[Dataset entries]
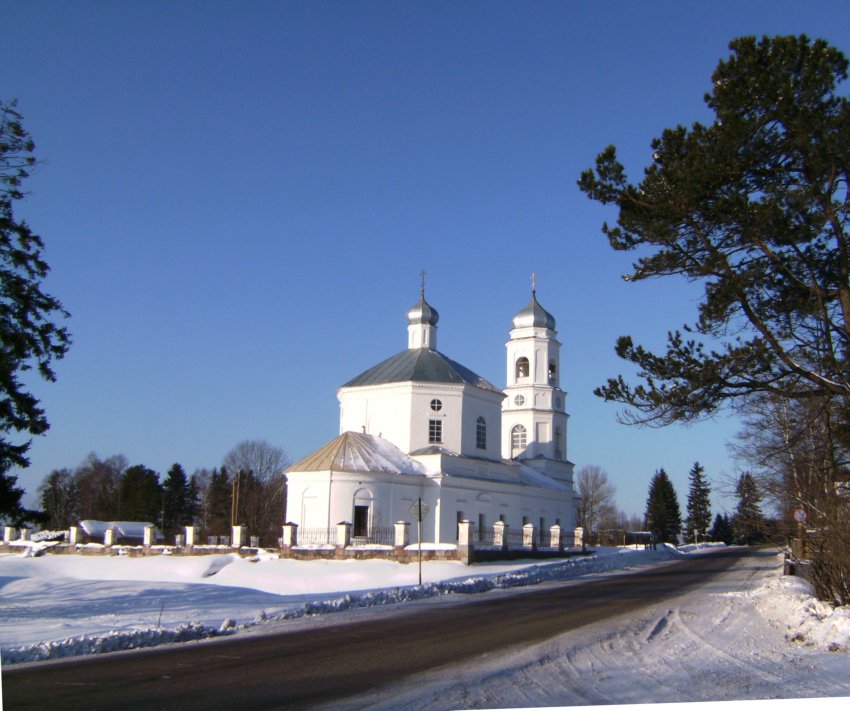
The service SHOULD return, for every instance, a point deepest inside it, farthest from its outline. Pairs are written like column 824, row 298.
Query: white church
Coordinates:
column 422, row 426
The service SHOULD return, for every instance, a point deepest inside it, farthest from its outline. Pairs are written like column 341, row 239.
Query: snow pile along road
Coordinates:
column 733, row 639
column 61, row 606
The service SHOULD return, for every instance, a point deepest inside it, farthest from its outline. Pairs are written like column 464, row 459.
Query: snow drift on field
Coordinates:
column 64, row 605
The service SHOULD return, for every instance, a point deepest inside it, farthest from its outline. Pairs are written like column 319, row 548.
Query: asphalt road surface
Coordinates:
column 306, row 667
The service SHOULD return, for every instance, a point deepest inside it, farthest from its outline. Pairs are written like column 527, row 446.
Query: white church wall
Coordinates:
column 382, row 411
column 478, row 403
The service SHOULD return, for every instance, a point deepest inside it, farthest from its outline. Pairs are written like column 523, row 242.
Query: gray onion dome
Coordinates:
column 534, row 316
column 422, row 312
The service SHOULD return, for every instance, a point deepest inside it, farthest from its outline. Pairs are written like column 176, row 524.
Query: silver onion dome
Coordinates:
column 422, row 312
column 534, row 316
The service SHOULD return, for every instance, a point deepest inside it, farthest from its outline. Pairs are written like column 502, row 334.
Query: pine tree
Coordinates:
column 722, row 529
column 748, row 520
column 140, row 495
column 699, row 501
column 219, row 496
column 31, row 339
column 177, row 505
column 60, row 499
column 663, row 516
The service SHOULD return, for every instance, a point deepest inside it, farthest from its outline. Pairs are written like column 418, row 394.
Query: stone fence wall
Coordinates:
column 473, row 544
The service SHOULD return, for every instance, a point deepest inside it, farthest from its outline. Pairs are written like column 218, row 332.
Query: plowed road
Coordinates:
column 304, row 667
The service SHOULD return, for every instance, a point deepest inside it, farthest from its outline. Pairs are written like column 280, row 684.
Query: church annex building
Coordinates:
column 422, row 426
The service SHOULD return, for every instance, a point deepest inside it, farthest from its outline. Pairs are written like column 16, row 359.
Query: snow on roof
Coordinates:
column 532, row 477
column 125, row 529
column 358, row 452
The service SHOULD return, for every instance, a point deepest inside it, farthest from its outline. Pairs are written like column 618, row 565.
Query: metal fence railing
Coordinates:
column 316, row 536
column 381, row 536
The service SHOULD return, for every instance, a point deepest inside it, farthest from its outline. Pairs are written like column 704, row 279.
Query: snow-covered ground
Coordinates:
column 752, row 635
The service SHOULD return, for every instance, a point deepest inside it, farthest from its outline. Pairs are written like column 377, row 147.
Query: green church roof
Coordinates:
column 420, row 365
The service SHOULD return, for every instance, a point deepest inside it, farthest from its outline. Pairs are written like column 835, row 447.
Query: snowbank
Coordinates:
column 58, row 606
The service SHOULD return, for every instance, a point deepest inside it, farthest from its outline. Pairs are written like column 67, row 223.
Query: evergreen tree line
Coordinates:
column 753, row 206
column 248, row 489
column 746, row 526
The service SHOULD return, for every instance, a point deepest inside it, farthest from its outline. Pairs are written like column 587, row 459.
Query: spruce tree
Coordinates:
column 748, row 520
column 219, row 496
column 699, row 501
column 663, row 516
column 721, row 530
column 177, row 506
column 139, row 495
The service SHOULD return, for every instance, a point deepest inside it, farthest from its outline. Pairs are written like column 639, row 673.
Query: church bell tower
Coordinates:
column 534, row 417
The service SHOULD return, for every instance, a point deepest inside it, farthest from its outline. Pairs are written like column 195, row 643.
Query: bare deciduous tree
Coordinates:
column 256, row 468
column 597, row 497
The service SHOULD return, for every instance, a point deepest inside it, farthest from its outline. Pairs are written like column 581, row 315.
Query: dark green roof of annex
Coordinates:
column 420, row 365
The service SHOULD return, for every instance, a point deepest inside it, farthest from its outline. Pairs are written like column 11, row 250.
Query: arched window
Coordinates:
column 522, row 367
column 362, row 508
column 518, row 440
column 481, row 433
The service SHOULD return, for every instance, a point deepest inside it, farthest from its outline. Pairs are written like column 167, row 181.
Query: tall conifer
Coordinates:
column 699, row 501
column 663, row 516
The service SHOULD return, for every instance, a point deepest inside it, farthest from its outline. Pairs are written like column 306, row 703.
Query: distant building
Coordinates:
column 420, row 425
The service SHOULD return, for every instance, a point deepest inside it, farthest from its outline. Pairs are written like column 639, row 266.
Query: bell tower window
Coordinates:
column 481, row 433
column 519, row 439
column 522, row 367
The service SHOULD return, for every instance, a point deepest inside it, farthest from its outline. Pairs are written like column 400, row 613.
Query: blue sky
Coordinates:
column 237, row 200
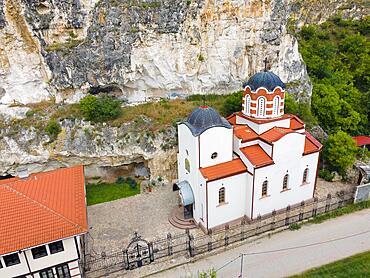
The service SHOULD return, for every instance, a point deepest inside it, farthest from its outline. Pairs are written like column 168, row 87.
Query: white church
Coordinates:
column 255, row 161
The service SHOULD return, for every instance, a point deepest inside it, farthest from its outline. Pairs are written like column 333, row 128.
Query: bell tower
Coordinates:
column 263, row 96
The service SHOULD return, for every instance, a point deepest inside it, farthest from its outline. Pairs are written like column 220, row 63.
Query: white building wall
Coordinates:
column 235, row 205
column 69, row 254
column 288, row 160
column 14, row 270
column 216, row 140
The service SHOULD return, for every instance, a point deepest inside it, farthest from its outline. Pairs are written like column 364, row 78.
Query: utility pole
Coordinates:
column 241, row 266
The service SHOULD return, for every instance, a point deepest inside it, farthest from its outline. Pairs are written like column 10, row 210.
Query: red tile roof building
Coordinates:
column 262, row 160
column 42, row 208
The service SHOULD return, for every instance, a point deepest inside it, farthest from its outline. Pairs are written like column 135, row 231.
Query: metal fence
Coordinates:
column 140, row 252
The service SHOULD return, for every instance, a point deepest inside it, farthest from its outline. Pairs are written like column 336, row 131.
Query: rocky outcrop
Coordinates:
column 142, row 48
column 105, row 151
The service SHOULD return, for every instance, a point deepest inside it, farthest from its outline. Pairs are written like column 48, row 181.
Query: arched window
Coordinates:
column 247, row 104
column 276, row 106
column 264, row 188
column 285, row 182
column 187, row 165
column 261, row 107
column 221, row 195
column 305, row 175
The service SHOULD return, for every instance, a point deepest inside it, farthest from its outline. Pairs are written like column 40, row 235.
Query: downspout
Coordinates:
column 28, row 265
column 254, row 174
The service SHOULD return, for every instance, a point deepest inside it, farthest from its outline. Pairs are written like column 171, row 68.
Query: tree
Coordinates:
column 340, row 152
column 52, row 129
column 99, row 109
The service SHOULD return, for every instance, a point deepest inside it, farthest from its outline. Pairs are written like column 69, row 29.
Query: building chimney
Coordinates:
column 22, row 173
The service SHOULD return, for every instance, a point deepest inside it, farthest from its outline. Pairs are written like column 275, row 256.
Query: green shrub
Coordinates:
column 53, row 129
column 294, row 226
column 100, row 109
column 340, row 152
column 326, row 175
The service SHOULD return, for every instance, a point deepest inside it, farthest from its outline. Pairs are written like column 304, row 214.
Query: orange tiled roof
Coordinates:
column 223, row 170
column 42, row 208
column 257, row 156
column 311, row 145
column 232, row 119
column 296, row 123
column 245, row 133
column 275, row 133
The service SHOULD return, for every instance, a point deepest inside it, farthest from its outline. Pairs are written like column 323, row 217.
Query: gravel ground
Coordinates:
column 112, row 224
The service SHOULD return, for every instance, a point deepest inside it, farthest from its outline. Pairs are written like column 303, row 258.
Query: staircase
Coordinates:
column 177, row 219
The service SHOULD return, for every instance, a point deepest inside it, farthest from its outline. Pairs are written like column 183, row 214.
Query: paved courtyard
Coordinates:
column 112, row 224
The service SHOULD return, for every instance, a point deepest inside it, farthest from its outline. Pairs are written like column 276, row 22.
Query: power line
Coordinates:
column 293, row 247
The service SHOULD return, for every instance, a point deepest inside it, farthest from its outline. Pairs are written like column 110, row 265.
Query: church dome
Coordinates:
column 264, row 79
column 203, row 118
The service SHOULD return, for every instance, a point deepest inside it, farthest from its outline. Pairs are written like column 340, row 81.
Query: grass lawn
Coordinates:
column 353, row 267
column 105, row 192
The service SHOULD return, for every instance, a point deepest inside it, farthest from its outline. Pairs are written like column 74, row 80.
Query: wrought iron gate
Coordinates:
column 138, row 253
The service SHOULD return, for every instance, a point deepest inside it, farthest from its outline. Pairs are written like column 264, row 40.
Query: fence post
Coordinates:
column 210, row 240
column 287, row 215
column 273, row 219
column 314, row 208
column 169, row 244
column 242, row 229
column 301, row 211
column 190, row 245
column 328, row 200
column 259, row 219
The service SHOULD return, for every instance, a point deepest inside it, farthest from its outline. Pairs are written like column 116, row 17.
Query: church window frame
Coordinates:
column 187, row 165
column 305, row 175
column 286, row 182
column 247, row 104
column 264, row 189
column 276, row 105
column 221, row 195
column 261, row 107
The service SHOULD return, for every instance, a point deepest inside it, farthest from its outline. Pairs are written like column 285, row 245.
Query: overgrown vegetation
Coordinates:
column 105, row 192
column 354, row 266
column 52, row 129
column 337, row 57
column 100, row 109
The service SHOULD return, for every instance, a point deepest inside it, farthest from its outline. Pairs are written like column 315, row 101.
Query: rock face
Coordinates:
column 105, row 151
column 142, row 48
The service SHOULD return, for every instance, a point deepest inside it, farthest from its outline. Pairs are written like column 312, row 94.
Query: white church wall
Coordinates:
column 216, row 140
column 235, row 199
column 277, row 198
column 199, row 207
column 188, row 149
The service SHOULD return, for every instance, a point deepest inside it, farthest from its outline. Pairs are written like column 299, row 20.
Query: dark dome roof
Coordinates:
column 264, row 79
column 203, row 118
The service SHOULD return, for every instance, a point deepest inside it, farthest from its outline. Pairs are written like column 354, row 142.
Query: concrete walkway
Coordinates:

## Goal of the exercise
Quote verbatim the lines of the listing from the line containing "618, row 565." up to and including the line containing "column 534, row 417".

## Completed exercise
The service SHOULD return, for every instance, a point deepest inside it, farthest from its outline. Pairs are written like column 618, row 565.
Query: metal fence railing
Coordinates:
column 316, row 536
column 381, row 536
The service SHOULD return, for every instance, a point deepest inside it, farthest from its outline. Pairs are written like column 704, row 279.
Query: snow-covered ground
Coordinates:
column 752, row 635
The service SHOULD return, for every instance, a point deepest inside it, farthest from its outline. Pairs are written like column 377, row 147.
Query: green church roof
Coordinates:
column 420, row 365
The service SHOULD return, for every instance, a point deepest inside it, farthest from its outline. Pairs are written like column 835, row 447.
Query: snowbank
Coordinates:
column 58, row 606
The service SHOULD return, for every instance, a point deepest inside it, farthest from its outline. Pairs are written like column 67, row 223.
Query: evergreen tree line
Coordinates:
column 753, row 206
column 248, row 489
column 746, row 526
The service SHOULD return, for every instance, a point deepest inside it, farthest from its outline. Pairs are written like column 587, row 459.
Query: spruce tree
Coordinates:
column 748, row 520
column 219, row 496
column 699, row 501
column 663, row 516
column 721, row 530
column 177, row 506
column 139, row 495
The service SHOULD return, for every instance, a point deepest inside it, farthest from its outline. Pairs are written like column 639, row 673.
Query: church bell tower
Coordinates:
column 534, row 417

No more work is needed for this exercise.